EXERCISE TEXT
· · ·

Systems and data: Secure the compute layer

Getting to the compute layer can spread malware and other threats rapidly. Securing your compute layer means protection of your systems and data, and ensures they are available and impenetrable.

  • Harden the OS: Remove unnecessary programs and applications; they broaden the attack surface and create a much greater potential for risk. Update service packs and patches and make it mandatory for all users to comply with these updates.
  • Enable secure login: First off, issue SSH keys to individuals, which will protect assets and data as they move in and out of unsecured networks and environments.
  • Use Jump Host: The jump host can be used in a different security zone from your cloud environment. It offers the only means of getting to other servers or hosts in your system. The security groups for your other cloud assets should be set up to only allow SSH access from the jump host. It is an extra step that might make keep the hackers out of your system.

· · ·

TASKS TO COMPLETE
1. In the passage on securing the compute layer, which host should the security groups for other cloud assets allow SSH access from?
2. Print the part of the passage on securing the compute layer starting with "Getting to the" and going on through "networks and environments.".
The listing is separate material with no tie to the passage on securing the compute layer.

EXTRACTED MATERIAL
· · ·

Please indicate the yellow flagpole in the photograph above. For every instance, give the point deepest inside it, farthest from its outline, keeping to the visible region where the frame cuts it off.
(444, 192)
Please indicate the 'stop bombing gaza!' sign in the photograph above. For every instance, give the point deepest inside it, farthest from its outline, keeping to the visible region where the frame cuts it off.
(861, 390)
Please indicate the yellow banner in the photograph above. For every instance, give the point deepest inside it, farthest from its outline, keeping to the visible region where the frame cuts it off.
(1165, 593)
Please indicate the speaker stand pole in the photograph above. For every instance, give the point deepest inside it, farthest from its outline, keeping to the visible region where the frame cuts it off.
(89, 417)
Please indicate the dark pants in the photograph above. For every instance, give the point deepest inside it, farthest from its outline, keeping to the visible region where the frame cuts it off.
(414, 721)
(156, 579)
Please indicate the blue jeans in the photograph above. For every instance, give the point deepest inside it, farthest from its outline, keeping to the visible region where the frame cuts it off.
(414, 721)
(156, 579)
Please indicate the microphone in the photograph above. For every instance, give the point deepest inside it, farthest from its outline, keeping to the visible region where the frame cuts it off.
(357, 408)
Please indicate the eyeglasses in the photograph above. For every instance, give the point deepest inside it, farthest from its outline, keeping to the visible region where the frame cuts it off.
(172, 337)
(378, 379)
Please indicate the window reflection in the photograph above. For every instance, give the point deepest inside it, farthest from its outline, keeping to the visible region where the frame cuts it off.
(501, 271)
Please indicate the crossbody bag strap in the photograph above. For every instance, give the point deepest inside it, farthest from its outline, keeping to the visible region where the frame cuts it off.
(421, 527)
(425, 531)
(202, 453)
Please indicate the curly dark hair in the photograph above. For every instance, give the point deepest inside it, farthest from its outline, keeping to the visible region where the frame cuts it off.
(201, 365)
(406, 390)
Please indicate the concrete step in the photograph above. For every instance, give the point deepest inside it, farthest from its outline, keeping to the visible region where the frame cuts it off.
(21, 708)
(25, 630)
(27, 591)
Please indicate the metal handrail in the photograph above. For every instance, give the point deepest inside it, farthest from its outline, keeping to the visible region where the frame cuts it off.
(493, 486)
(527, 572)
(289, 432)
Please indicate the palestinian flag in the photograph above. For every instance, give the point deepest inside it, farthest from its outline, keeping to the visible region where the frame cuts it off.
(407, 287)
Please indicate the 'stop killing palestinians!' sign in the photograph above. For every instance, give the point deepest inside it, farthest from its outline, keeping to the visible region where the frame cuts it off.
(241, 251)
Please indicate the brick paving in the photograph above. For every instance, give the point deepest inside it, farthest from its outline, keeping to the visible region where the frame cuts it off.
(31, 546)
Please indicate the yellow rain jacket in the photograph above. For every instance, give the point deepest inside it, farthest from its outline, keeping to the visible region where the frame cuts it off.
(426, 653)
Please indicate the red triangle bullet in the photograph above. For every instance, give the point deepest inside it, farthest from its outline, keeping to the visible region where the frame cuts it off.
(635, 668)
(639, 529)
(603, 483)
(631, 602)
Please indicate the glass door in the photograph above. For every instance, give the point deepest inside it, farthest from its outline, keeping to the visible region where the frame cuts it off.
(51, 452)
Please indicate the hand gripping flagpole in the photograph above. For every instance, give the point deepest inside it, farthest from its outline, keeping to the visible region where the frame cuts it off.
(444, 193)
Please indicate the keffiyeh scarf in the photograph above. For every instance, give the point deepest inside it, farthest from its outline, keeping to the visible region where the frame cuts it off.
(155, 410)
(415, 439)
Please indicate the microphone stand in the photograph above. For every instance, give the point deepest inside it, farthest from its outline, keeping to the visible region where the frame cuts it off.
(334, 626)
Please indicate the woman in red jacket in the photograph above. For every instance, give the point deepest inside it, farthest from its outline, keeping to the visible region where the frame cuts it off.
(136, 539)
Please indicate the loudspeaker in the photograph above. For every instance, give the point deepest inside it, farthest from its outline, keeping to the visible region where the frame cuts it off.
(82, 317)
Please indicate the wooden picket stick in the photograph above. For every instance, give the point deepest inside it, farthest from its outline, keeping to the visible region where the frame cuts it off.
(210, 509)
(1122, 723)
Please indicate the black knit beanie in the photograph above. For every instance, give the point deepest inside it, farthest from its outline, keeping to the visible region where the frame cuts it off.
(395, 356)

· · ·

ANSWERS IN ORDER
1. Only from the jump host.

2.
Getting to the compute layer can spread malware and other threats rapidly. Securing your compute layer means protection of your systems and data, and ensures they are available and impenetrable.

  • Harden the OS: Remove unnecessary programs and applications; they broaden the attack surface and create a much greater potential for risk. Update service packs and patches and make it mandatory for all users to comply with these updates.
  • Enable secure login: First off, issue SSH keys to individuals, which will protect assets and data as they move in and out of unsecured networks and environments.